## [Provided entries]
◆ ◆ ◆ ◆ ◆
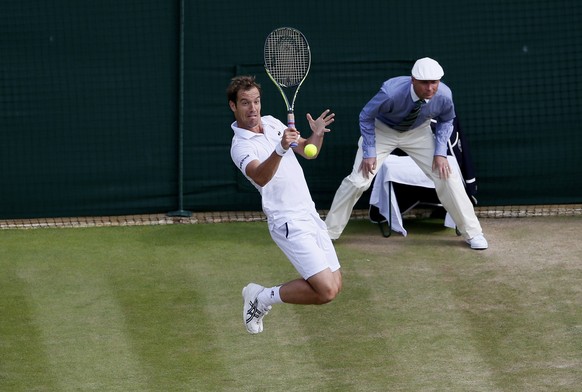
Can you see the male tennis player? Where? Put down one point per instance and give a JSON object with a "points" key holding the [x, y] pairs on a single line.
{"points": [[399, 116], [260, 149]]}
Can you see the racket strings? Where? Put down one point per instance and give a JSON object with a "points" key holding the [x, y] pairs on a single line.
{"points": [[287, 57]]}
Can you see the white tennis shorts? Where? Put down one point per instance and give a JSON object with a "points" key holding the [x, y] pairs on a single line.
{"points": [[307, 245]]}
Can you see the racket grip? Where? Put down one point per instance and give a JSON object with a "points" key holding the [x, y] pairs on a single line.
{"points": [[291, 124]]}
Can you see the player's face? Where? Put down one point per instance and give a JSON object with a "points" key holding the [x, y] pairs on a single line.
{"points": [[247, 109], [425, 89]]}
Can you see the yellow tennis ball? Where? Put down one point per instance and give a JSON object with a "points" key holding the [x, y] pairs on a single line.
{"points": [[310, 150]]}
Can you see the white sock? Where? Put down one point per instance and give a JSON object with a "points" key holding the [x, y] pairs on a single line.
{"points": [[270, 296]]}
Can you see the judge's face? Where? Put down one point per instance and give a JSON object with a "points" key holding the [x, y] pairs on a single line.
{"points": [[425, 89]]}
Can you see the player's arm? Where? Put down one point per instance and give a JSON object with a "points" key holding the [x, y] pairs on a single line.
{"points": [[262, 172], [319, 128]]}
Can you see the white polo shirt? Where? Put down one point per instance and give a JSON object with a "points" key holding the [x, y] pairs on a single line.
{"points": [[286, 197]]}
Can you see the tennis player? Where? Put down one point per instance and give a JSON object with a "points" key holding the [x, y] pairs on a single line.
{"points": [[399, 116], [260, 149]]}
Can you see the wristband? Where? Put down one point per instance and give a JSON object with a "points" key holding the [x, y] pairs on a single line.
{"points": [[280, 150]]}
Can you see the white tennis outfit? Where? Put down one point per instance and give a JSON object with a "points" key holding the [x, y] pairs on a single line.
{"points": [[293, 221]]}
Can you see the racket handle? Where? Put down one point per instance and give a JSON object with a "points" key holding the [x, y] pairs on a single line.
{"points": [[291, 124]]}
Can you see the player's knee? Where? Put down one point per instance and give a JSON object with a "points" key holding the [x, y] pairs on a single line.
{"points": [[328, 294]]}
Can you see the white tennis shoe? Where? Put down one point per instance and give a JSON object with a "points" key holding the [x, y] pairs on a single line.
{"points": [[253, 313], [478, 242]]}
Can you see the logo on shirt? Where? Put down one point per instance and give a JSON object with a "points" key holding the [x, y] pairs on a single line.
{"points": [[243, 161]]}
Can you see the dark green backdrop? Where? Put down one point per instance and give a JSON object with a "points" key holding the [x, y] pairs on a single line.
{"points": [[98, 96]]}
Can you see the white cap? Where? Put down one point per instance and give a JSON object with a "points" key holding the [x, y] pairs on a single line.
{"points": [[427, 69]]}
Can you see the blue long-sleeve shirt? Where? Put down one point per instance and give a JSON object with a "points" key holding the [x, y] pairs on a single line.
{"points": [[395, 100]]}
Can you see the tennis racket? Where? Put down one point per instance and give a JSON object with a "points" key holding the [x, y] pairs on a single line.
{"points": [[287, 62]]}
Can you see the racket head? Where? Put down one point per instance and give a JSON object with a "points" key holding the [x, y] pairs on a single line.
{"points": [[287, 56]]}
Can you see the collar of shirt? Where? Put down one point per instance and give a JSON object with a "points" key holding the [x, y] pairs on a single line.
{"points": [[416, 97]]}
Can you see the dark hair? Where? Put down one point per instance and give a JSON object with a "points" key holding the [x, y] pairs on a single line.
{"points": [[238, 83]]}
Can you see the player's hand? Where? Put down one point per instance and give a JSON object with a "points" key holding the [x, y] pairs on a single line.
{"points": [[319, 125], [289, 136], [368, 167], [440, 164]]}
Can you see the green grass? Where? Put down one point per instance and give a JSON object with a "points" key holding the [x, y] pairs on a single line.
{"points": [[158, 308]]}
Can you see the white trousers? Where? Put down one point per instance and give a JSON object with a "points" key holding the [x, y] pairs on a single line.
{"points": [[419, 144]]}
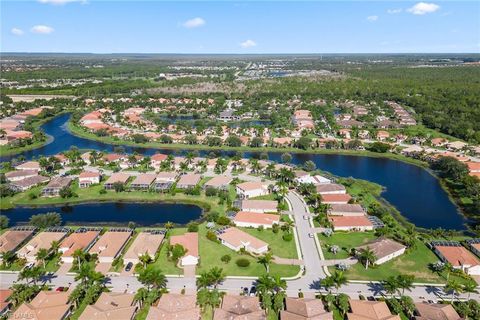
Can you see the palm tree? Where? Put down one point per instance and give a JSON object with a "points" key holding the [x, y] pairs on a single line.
{"points": [[42, 255], [266, 259], [454, 288], [367, 256]]}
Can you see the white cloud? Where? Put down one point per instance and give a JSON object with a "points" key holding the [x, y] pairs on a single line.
{"points": [[42, 29], [194, 23], [422, 8], [60, 2], [248, 44], [17, 32], [394, 11]]}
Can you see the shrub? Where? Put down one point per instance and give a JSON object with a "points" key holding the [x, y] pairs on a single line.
{"points": [[287, 237], [242, 262]]}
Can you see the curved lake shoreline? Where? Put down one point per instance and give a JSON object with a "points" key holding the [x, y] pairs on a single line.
{"points": [[142, 213], [409, 187]]}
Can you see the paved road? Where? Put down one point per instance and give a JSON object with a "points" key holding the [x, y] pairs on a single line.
{"points": [[309, 283]]}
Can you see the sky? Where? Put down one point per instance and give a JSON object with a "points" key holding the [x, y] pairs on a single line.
{"points": [[240, 27]]}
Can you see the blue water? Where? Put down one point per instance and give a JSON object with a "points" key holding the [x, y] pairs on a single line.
{"points": [[411, 189], [118, 213]]}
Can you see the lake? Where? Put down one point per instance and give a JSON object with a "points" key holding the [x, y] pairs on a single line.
{"points": [[411, 189], [112, 213]]}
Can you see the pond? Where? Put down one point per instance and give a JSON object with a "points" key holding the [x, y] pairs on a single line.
{"points": [[112, 213], [412, 190]]}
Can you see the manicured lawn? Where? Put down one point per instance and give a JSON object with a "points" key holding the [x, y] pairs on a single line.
{"points": [[279, 247]]}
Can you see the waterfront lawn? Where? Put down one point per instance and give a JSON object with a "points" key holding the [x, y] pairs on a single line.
{"points": [[211, 253], [279, 247], [345, 241]]}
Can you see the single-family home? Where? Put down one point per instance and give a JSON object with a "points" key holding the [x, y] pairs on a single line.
{"points": [[117, 177], [47, 305], [346, 210], [81, 239], [175, 306], [239, 307], [55, 185], [143, 181], [110, 244], [111, 306], [304, 309], [384, 249], [255, 220], [189, 241], [189, 180], [458, 256], [218, 182], [43, 240], [237, 239], [435, 311], [13, 238], [164, 180], [330, 188], [370, 310], [87, 178], [260, 206], [250, 189], [146, 242]]}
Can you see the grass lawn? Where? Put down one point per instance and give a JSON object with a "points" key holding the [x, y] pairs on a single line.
{"points": [[279, 247]]}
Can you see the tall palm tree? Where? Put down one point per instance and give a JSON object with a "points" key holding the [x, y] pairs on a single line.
{"points": [[367, 256], [266, 259]]}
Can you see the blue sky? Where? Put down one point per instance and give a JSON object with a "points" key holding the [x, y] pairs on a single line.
{"points": [[239, 27]]}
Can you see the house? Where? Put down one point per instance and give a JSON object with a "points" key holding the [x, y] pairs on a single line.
{"points": [[330, 188], [164, 180], [47, 305], [111, 306], [43, 240], [260, 206], [237, 239], [351, 223], [189, 241], [175, 306], [28, 183], [110, 245], [87, 178], [218, 182], [189, 181], [157, 159], [370, 310], [239, 307], [12, 239], [29, 165], [117, 177], [248, 190], [145, 243], [458, 256], [346, 210], [304, 309], [81, 239], [19, 175], [435, 311], [336, 198], [384, 249], [304, 177], [143, 181], [55, 185], [4, 301], [255, 220]]}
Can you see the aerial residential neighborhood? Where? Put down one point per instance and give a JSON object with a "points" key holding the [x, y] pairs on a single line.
{"points": [[222, 160]]}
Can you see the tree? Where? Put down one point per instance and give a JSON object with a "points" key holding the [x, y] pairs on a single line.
{"points": [[266, 259], [367, 256]]}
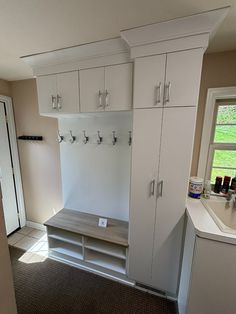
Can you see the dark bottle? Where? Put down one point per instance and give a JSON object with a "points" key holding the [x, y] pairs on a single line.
{"points": [[218, 183], [233, 184], [225, 187]]}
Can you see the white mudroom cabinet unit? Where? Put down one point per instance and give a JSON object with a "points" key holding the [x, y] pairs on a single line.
{"points": [[142, 157]]}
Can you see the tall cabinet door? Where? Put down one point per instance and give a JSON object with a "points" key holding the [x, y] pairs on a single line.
{"points": [[118, 85], [68, 91], [183, 73], [149, 81], [175, 159], [91, 89], [47, 91], [145, 158]]}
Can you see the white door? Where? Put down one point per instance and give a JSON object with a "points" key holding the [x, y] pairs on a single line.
{"points": [[92, 89], [118, 85], [6, 177], [68, 91], [175, 160], [149, 76], [183, 72], [47, 93], [145, 159]]}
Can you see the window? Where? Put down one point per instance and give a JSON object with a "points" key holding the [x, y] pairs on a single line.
{"points": [[222, 146]]}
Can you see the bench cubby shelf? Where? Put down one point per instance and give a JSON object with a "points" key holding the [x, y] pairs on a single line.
{"points": [[74, 237]]}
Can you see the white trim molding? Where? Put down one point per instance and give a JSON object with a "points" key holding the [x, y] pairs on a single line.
{"points": [[213, 94], [15, 159], [172, 35], [35, 225]]}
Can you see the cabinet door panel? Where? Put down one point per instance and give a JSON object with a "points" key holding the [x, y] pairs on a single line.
{"points": [[118, 83], [175, 160], [149, 72], [183, 71], [145, 157], [46, 88], [68, 90], [91, 82]]}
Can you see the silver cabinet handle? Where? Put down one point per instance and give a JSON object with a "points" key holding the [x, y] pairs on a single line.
{"points": [[152, 187], [59, 106], [100, 99], [53, 99], [159, 188], [158, 90], [106, 98], [167, 92]]}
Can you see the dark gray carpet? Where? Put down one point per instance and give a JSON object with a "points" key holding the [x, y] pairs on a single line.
{"points": [[51, 287]]}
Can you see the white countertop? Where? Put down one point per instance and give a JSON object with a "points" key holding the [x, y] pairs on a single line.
{"points": [[204, 224]]}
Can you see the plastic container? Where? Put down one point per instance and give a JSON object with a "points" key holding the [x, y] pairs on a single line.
{"points": [[195, 187], [226, 183], [233, 184], [218, 183]]}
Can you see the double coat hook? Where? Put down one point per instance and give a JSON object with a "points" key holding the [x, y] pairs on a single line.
{"points": [[72, 138], [86, 138], [60, 137], [114, 138]]}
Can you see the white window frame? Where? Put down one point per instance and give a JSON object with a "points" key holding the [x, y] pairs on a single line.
{"points": [[206, 152], [15, 159]]}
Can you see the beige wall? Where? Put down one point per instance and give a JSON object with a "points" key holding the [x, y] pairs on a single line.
{"points": [[5, 88], [40, 164], [7, 294], [219, 70]]}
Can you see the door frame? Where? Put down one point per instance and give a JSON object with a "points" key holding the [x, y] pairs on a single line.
{"points": [[15, 159]]}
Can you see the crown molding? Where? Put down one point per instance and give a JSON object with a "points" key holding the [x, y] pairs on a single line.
{"points": [[172, 33], [78, 54]]}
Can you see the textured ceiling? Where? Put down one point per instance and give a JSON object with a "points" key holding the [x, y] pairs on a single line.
{"points": [[33, 26]]}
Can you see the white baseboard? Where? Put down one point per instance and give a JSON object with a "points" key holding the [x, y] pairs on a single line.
{"points": [[35, 225]]}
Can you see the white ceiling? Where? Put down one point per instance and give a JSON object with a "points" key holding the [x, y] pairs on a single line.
{"points": [[33, 26]]}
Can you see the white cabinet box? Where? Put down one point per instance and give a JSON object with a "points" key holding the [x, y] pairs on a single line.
{"points": [[161, 158], [58, 93], [106, 88], [168, 80]]}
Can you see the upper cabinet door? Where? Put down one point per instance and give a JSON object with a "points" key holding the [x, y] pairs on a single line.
{"points": [[118, 87], [183, 72], [92, 89], [47, 93], [149, 76], [68, 92]]}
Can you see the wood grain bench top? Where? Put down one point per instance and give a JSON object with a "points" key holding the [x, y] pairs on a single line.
{"points": [[87, 224]]}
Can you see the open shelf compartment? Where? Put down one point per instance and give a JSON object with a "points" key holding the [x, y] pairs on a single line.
{"points": [[105, 261], [66, 249], [63, 235], [105, 247]]}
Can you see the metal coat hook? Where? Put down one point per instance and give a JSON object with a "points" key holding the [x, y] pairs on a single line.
{"points": [[130, 138], [114, 138], [86, 138], [99, 140], [71, 137], [60, 137]]}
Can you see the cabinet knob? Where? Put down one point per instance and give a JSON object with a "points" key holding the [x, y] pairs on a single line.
{"points": [[158, 94], [167, 92], [59, 105]]}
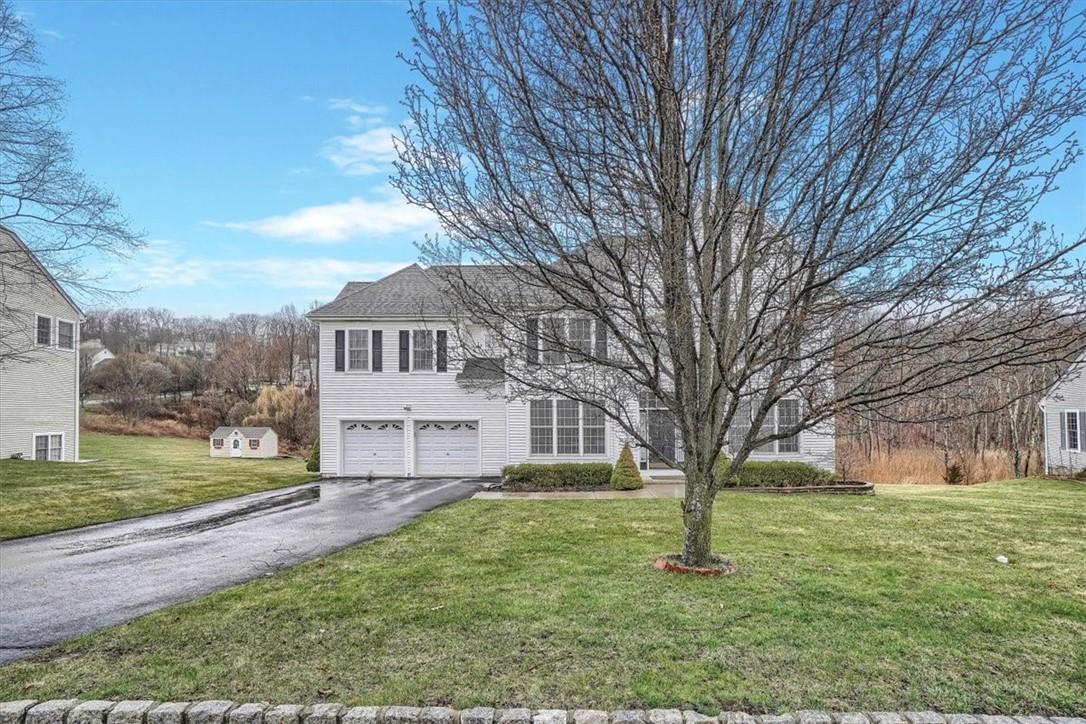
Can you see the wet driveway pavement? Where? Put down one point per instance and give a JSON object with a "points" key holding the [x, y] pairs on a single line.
{"points": [[64, 584]]}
◆ ◆ ◆ ◆ ◆
## [Set task]
Reproduce exactly and only the lines from the one with "Can you see the metal" through the last entry, both included, excluding every picture.

## [Solution for this problem]
Can you see the metal coat hook? Where? Put down one point per instance and give a JSON object with a "points" key holding the [x, y] pairs on a single line.
{"points": [[130, 138], [114, 138], [86, 138], [99, 140], [71, 137], [60, 137]]}
Can you see the cabinet knob? Where? Put down one point per instance and give a JSON object with a "points" key holding the [x, y] pairs on a single line.
{"points": [[158, 94], [167, 92], [59, 105]]}
Can you see the wet driveway pavement? Where? Put down one point per instance and give a JSON object with a "points" key holding the [x, y] pairs on a single line.
{"points": [[64, 584]]}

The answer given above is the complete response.